## [ИСХОДНЫЙ ТЕКСТ]
★ ★ ★

На мой взгляд, существует два вида перевода: перевод-имитация и перевод-постижение. Первый — это когда переводчик пытается оригинал имитировать, воспроизводить частности. Иногда таких частностей довольно много, но из них оригинал все равно не возникает: он остается чем-то внешним, и переводчик к нему не приближается. Таков наиболее распространенный вид перевода. А второй — это когда оригинал усваивается переводчиком иногда на долгие годы и потом пишется как оригинальное произведение. Вот так работаю я.

Владимир Микушевич

— Расскажите, пожалуйста, немного о вашей новой книге.

— Я всю жизнь переводил с французского, и здесь вы найдете один из первых моих переводов — «Пляску смерти» Бодлера, которую я перевел, по-моему, в 1960 году. В эту книгу вошли многие мои переводы из французской поэзии, хотя и не все: XX век не вошел в нее из-за проблем с получением авторских прав, хотя у меня, скажем, переведено много Сен-Жон Перса.

— А что в ней для вас самое дорогое?

— Пожалуй, все-таки Бодлер. Когда-то я с него начинал, потом на протяжении жизни продолжал его переводить и практически всего перевел. Меня всегда привлекало то, что Бодлеру удалось соединить сугубо классический стих и резко выраженную современность, которая остается современностью даже для нашего времени.

Еще мне дорог L’Après-midi d’un faune Малларме, что переводят как «Послеполуденный отдых фавна», хотя речь там отнюдь не об отдыхе. Мой перевод — «Фавн пополудни», я сделал его уже довольно давно, и вот наконец мне удалось его напечатать. Это произведение с трудом проникало в печать даже тогда, когда автор его только написал, оно вызывало возмущение у читателей. Также и балет Дебюсси по нему в исполнении Нежинского вызвал в Париже скандал, пришлось даже поменять в нем последнюю позу.

★ ★ ★

## [ФРАГМЕНТ ДАННЫХ]

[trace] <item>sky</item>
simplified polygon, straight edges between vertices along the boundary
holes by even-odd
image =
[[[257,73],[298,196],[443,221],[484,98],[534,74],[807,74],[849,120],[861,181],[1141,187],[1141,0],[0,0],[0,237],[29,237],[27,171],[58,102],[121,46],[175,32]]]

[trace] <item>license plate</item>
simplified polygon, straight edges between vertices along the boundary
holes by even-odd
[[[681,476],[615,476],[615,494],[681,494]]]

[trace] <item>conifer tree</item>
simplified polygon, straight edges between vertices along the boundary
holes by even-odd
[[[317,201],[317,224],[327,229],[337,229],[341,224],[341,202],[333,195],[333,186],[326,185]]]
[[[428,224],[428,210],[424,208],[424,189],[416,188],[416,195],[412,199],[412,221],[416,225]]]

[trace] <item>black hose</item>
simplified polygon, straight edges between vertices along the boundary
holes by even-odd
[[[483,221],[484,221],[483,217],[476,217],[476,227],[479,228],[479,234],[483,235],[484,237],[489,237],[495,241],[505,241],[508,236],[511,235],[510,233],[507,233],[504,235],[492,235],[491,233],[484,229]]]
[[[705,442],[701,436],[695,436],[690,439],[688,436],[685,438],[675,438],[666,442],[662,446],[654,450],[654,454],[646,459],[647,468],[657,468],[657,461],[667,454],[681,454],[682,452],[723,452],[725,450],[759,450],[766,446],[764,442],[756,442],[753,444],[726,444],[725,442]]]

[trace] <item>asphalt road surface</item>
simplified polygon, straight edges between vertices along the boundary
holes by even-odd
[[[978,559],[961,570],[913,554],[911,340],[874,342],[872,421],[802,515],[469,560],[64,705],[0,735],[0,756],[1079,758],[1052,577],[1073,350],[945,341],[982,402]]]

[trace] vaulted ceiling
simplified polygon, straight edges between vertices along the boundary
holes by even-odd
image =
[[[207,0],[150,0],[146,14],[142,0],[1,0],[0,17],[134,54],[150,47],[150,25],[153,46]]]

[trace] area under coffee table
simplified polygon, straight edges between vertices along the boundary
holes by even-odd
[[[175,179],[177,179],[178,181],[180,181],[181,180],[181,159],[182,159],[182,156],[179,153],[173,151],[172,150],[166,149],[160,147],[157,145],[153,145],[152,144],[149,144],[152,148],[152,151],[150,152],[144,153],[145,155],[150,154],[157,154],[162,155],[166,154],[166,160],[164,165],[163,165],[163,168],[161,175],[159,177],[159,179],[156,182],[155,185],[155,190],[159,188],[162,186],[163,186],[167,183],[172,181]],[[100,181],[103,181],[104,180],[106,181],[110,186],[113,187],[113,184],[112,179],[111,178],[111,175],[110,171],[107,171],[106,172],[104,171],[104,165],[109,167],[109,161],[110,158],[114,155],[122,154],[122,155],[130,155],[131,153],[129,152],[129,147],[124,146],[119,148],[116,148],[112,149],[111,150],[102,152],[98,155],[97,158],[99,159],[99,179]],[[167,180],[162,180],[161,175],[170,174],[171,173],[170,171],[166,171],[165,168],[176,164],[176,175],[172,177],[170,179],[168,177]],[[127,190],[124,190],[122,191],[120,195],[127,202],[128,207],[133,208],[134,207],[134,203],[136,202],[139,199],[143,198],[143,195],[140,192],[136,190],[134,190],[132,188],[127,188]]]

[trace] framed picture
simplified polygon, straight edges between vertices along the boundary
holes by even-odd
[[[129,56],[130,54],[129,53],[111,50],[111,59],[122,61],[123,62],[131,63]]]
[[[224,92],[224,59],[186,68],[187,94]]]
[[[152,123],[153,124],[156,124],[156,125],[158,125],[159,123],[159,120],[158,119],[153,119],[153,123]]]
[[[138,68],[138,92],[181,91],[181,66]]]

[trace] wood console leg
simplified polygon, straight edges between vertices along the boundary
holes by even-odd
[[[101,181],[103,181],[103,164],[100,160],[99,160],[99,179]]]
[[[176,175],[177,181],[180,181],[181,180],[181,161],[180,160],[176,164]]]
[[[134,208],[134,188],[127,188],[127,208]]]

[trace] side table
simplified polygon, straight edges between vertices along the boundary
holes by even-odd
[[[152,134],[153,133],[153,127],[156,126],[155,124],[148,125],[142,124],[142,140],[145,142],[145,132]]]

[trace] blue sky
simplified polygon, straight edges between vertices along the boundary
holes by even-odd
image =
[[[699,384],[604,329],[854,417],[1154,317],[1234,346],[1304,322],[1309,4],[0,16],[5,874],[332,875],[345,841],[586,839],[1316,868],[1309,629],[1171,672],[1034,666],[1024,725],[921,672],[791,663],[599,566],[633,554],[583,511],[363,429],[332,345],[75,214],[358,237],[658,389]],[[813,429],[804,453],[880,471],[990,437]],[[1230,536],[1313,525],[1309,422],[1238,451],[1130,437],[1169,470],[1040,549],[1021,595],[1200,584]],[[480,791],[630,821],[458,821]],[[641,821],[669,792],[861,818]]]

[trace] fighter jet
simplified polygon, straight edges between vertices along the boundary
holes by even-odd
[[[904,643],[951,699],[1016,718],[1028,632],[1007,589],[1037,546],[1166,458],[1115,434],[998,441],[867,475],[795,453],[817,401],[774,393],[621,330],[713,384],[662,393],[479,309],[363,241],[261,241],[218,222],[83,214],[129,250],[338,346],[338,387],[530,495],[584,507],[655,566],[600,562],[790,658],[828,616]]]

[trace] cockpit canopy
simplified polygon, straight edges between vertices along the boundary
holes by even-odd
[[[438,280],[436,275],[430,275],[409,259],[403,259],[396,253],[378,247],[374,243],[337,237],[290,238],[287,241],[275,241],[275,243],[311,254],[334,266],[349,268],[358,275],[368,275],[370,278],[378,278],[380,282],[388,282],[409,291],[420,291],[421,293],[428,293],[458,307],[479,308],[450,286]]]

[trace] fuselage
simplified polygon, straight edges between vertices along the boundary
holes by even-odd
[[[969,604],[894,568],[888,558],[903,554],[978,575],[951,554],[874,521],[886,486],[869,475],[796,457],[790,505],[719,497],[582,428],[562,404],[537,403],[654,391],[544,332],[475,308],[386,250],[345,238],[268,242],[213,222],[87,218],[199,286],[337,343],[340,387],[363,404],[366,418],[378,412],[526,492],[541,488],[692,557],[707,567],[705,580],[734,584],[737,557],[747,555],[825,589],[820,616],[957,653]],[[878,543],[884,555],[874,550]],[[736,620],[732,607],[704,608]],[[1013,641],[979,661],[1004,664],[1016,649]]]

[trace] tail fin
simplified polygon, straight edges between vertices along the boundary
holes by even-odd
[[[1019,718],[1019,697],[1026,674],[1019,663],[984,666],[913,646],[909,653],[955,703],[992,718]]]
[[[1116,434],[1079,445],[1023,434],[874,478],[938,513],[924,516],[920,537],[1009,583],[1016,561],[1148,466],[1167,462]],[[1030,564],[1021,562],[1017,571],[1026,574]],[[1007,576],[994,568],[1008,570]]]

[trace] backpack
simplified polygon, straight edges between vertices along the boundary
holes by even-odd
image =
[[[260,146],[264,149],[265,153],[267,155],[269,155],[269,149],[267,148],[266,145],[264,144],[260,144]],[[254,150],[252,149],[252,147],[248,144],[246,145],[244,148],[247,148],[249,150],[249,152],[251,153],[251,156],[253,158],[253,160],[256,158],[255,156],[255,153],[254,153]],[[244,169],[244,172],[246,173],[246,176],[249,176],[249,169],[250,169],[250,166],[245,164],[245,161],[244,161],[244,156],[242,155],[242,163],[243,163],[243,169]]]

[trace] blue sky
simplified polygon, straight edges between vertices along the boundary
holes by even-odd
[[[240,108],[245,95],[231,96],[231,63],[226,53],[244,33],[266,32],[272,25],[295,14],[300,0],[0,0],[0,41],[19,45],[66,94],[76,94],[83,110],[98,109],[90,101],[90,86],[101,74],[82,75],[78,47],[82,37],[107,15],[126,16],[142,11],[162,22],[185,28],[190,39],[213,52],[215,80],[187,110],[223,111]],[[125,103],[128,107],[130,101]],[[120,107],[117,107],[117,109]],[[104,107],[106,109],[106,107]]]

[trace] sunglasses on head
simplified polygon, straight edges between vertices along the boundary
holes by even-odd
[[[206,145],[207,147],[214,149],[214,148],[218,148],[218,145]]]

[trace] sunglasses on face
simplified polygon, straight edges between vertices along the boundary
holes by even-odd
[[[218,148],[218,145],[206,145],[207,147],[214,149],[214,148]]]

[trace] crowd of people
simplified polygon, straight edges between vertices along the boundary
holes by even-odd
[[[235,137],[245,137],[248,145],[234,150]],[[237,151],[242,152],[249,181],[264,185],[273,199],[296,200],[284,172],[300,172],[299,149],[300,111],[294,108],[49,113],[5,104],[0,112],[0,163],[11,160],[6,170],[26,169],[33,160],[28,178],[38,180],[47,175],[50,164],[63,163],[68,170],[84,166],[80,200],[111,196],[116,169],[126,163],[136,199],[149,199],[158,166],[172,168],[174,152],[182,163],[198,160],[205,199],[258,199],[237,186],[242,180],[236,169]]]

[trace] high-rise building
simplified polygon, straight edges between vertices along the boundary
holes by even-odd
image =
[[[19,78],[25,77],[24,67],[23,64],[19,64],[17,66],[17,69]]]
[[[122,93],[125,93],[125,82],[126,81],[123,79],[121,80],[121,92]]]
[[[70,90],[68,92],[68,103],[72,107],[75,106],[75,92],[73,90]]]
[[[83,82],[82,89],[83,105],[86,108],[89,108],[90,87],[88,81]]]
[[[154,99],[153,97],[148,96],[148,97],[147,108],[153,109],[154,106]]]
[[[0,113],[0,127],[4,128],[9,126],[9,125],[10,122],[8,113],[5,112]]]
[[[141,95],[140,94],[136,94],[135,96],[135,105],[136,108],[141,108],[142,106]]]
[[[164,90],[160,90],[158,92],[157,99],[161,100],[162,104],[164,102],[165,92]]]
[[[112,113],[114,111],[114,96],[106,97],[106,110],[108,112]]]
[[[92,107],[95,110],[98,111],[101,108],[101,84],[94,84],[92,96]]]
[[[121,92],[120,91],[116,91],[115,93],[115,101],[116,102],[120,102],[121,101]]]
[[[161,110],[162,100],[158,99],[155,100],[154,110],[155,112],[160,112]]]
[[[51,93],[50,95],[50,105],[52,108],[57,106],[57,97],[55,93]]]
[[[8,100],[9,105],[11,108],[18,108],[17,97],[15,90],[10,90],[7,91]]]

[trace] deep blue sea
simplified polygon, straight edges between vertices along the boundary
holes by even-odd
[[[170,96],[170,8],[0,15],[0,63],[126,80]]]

★ ★ ★

## [СПИСОК ЗАДАНИЙ]
[1] Как в исходном тексте назван перевод L’Après-midi d’un faune Малларме, который сделал отвечающий в интервью?
[2] Верните каждую строку записей, в которой встречается слово «sunglasses». Регистр учитывается.

## [ОТВЕТЫ ПО ЗАДАНИЯМ]
[1] «Фавн пополудни».

[2]
[trace] sunglasses on head
[trace] sunglasses on face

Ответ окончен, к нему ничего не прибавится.